### What to do
May I have the lines from the one containing "Objective — for every instance of the white bowl, place" to the end of the entries, returned exactly and with nothing else?

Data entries
====

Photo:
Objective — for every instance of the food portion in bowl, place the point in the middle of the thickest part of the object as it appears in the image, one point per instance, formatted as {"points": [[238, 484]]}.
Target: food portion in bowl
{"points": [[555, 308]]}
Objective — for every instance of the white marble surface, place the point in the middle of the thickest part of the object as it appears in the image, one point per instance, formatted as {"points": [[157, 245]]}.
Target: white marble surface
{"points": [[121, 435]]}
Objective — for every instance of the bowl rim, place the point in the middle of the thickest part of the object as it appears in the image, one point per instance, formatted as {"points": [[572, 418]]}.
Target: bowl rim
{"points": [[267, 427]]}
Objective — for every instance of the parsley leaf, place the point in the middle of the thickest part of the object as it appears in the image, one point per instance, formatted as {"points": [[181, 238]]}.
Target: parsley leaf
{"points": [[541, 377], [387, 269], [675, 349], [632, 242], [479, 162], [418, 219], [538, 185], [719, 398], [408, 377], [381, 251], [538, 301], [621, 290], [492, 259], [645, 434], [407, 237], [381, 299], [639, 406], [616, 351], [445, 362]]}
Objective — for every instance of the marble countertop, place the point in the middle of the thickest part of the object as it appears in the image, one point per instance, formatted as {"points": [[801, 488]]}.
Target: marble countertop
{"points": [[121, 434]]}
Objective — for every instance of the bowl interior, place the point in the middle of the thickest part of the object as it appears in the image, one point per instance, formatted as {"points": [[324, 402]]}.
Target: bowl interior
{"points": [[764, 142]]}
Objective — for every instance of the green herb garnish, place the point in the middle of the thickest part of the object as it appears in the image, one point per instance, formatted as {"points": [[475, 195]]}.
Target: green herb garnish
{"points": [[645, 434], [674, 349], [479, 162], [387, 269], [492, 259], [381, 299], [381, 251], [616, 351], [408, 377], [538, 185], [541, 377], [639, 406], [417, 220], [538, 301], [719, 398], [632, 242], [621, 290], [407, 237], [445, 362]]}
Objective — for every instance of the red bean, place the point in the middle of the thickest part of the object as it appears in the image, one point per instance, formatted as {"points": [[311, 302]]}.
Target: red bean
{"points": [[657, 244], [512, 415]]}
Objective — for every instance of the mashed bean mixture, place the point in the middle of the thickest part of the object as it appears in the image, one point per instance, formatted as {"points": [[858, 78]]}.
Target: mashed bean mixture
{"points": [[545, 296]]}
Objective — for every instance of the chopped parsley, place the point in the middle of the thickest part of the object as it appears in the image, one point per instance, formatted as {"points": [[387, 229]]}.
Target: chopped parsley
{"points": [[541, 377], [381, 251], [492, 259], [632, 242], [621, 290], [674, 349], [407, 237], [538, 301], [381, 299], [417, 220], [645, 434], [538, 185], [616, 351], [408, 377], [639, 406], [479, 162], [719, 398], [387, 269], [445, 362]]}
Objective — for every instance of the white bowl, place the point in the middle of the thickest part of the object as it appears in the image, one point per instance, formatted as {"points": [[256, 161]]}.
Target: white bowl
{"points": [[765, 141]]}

====

### Solution for this problem
Objective — for every instance of the white bowl, place the point in the middle of the thickest part of the object as it appears in the image, one point per instance, formatted as {"points": [[256, 161]]}.
Target: white bowl
{"points": [[765, 141]]}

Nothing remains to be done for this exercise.